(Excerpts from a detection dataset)
[Begin]
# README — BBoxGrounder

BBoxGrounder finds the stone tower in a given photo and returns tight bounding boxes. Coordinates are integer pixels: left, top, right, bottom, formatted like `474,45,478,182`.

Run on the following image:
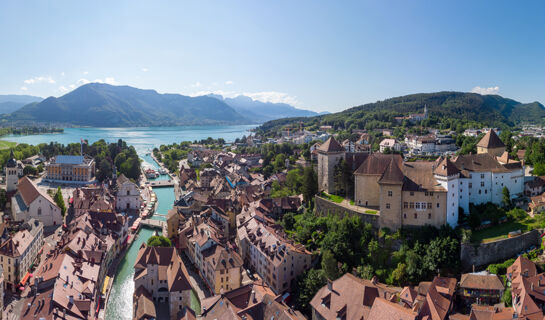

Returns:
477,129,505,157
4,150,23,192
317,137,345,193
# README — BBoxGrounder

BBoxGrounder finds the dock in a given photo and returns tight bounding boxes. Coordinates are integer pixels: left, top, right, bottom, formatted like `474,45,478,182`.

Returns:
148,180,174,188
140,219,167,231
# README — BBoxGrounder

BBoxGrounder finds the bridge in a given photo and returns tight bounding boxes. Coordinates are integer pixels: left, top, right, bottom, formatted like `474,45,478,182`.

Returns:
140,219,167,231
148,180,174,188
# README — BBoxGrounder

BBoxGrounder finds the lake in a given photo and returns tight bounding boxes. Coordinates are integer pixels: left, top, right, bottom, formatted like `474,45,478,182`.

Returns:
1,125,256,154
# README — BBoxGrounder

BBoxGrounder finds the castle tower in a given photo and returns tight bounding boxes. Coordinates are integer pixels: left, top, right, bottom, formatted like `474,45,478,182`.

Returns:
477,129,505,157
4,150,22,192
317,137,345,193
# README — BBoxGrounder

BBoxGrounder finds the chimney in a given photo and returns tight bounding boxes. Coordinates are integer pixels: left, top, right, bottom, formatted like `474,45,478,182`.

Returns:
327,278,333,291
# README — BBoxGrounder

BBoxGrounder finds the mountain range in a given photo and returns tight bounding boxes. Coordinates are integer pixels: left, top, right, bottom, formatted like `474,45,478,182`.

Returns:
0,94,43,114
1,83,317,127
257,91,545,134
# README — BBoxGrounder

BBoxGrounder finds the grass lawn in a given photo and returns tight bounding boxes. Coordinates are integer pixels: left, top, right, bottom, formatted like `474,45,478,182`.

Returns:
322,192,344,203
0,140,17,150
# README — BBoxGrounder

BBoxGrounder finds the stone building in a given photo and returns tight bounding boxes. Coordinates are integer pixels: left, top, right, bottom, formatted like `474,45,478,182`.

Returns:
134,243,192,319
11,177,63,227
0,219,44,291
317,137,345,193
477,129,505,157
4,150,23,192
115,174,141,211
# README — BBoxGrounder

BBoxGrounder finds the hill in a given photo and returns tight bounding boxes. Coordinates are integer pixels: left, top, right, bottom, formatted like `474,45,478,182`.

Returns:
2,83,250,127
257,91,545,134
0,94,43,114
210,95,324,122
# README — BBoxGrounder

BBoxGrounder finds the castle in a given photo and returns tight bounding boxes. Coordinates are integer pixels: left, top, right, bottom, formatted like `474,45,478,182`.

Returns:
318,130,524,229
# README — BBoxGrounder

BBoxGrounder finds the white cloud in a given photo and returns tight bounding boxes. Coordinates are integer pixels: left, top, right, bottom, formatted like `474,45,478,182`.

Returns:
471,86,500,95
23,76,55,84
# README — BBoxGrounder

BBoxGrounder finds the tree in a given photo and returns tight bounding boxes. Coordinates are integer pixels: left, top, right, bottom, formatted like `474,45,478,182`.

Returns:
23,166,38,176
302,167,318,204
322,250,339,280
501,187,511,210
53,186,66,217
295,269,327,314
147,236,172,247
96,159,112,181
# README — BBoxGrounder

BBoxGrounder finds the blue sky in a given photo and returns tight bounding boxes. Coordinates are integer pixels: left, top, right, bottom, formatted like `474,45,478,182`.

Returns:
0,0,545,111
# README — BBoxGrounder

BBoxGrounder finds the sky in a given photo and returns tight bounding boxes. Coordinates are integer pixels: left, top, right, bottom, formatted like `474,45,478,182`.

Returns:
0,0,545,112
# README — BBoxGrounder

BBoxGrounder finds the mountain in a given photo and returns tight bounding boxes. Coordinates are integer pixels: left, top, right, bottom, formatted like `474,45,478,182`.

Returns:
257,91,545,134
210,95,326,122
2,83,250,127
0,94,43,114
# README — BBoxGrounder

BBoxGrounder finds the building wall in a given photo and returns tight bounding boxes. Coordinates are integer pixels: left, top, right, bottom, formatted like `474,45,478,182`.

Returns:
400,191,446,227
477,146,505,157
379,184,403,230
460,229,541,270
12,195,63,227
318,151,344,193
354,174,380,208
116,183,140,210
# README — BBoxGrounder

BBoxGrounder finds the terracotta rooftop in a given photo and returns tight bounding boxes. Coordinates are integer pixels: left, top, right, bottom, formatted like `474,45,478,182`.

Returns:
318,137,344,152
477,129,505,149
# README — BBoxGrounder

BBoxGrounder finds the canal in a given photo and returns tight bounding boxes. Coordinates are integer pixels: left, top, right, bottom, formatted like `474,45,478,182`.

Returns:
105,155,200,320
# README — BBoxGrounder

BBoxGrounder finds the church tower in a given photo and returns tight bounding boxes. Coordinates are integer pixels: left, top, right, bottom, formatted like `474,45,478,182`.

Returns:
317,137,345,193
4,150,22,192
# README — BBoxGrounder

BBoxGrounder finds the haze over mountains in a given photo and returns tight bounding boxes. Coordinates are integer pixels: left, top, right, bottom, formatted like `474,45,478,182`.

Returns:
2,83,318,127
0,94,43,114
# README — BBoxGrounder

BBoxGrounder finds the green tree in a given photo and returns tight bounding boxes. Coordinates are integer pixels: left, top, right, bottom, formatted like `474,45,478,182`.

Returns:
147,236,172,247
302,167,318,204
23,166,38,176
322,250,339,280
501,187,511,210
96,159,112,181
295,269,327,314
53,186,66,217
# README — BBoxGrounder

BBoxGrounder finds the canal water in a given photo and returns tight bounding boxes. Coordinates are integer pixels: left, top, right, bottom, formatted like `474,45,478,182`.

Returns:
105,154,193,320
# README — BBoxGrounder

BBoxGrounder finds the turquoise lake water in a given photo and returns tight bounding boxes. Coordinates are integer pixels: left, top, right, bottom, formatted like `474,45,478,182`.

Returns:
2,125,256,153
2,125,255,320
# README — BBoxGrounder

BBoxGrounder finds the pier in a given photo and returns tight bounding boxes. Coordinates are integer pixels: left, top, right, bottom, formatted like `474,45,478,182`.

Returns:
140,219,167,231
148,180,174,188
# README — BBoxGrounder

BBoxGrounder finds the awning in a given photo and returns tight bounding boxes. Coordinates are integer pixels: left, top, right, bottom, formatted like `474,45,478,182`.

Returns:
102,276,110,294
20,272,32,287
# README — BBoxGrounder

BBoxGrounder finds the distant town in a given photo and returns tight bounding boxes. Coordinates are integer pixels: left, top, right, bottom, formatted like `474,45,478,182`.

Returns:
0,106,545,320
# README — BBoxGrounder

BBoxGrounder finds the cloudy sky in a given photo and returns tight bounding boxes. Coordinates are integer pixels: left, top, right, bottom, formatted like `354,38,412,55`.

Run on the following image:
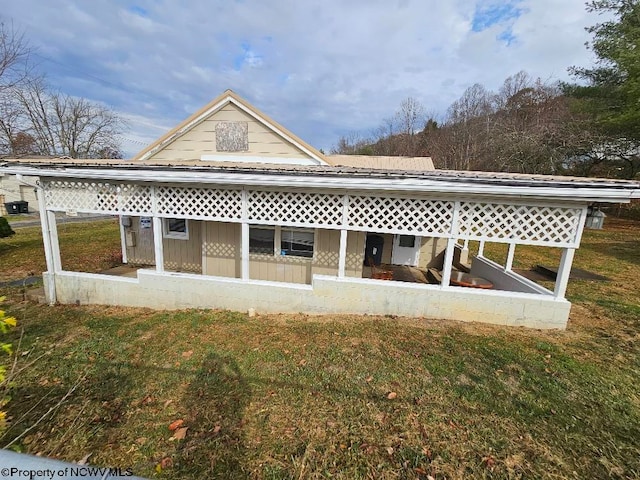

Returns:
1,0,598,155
[End]
> **WHAT THE EXERCISE ASKS**
Pull out each line of the rows that contains the string "tree". Case matters.

> **RESPONSE**
BBoxGrounder finds the tree in a given photo and returns tight bounding boxes. Coordinates are integer pixels: left, top, right, bottom, formatted like `474,45,478,182`.
BBoxGrounder finds the green tree in a given photo and returns tight bounding boxes. Coordinates are integer pixels: left, top, right, bottom, formatted like `474,45,478,182`.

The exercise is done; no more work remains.